● **Your task**: Give the lines again, unchanged, starting with the line containing "102L163 113H166L171 100L163" and ending with the last line of the data below.

-- Recorded information follows --

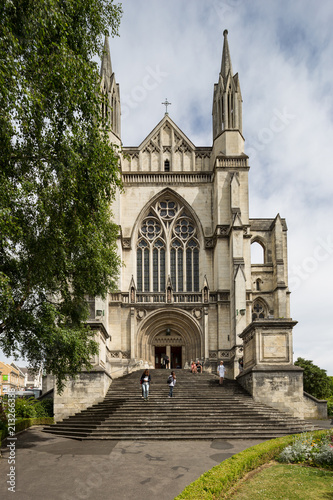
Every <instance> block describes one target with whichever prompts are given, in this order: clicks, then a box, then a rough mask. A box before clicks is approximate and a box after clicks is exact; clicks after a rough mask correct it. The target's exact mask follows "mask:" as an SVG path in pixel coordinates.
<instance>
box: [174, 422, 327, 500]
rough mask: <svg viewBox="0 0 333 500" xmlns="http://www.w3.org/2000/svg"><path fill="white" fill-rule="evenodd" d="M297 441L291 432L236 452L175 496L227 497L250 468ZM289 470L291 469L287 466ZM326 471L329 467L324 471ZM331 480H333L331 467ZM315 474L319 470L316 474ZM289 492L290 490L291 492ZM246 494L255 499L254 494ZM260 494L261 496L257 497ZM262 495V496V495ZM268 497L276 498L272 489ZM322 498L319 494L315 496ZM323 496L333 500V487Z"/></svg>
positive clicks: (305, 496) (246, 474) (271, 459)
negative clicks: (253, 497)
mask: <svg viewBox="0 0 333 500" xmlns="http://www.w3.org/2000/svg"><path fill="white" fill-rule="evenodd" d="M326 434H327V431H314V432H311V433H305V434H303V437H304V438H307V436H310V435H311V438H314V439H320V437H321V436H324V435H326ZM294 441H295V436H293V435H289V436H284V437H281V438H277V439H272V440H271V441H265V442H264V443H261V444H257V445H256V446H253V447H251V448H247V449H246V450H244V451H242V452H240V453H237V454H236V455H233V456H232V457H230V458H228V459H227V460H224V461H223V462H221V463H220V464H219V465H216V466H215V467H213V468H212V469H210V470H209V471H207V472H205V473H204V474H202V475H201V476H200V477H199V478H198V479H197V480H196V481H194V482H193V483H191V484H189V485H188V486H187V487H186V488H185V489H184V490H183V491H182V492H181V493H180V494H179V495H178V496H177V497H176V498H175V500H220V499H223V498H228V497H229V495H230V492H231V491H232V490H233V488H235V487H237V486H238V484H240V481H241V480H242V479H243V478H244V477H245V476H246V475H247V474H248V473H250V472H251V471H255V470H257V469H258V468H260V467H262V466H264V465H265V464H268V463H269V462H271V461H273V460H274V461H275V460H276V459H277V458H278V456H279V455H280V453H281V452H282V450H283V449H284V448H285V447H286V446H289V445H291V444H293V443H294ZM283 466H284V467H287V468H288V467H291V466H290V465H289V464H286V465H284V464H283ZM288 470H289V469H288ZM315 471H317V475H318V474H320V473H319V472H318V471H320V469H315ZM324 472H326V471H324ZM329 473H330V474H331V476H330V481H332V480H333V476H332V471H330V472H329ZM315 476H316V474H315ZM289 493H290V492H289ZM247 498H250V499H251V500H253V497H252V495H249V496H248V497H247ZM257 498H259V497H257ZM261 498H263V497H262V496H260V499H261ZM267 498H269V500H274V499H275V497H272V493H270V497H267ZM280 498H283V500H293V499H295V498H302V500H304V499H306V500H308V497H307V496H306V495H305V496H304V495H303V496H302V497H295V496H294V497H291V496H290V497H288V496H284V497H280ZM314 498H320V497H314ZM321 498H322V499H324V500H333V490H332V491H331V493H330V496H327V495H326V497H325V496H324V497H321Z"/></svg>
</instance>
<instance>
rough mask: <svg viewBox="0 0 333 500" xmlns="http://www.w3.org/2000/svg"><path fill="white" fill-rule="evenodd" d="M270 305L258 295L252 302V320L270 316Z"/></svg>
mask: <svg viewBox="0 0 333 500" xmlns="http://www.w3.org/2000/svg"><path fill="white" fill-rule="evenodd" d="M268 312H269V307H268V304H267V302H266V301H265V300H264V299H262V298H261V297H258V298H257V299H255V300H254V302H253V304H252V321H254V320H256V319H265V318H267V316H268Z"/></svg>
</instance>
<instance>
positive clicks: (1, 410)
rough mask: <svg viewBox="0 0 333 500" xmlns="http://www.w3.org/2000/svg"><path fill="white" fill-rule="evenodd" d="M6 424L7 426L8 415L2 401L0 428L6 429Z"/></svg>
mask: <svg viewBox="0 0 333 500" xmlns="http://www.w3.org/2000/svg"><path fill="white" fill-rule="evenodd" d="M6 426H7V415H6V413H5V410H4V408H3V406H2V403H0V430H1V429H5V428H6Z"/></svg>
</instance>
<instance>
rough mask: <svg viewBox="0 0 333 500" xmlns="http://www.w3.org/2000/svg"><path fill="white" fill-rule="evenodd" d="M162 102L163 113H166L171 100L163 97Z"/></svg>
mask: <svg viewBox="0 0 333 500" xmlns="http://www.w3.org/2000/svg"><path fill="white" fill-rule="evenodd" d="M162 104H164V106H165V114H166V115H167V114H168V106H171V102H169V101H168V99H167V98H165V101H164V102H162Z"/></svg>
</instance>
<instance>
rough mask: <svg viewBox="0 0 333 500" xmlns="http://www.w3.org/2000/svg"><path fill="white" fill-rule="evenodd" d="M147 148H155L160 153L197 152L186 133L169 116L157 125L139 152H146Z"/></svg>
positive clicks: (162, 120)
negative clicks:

-- Recorded information concluded --

● **Solution to this task**:
rough mask: <svg viewBox="0 0 333 500" xmlns="http://www.w3.org/2000/svg"><path fill="white" fill-rule="evenodd" d="M162 102L163 113H166L171 100L163 97Z"/></svg>
mask: <svg viewBox="0 0 333 500" xmlns="http://www.w3.org/2000/svg"><path fill="white" fill-rule="evenodd" d="M162 104H164V106H165V114H166V115H167V114H168V106H171V102H169V101H168V99H167V98H165V101H164V102H162Z"/></svg>
</instance>
<instance>
rough mask: <svg viewBox="0 0 333 500" xmlns="http://www.w3.org/2000/svg"><path fill="white" fill-rule="evenodd" d="M147 148H155L160 153L197 152L186 133L169 116L157 125L139 152H146Z"/></svg>
positive clicks: (162, 120)
negative clicks:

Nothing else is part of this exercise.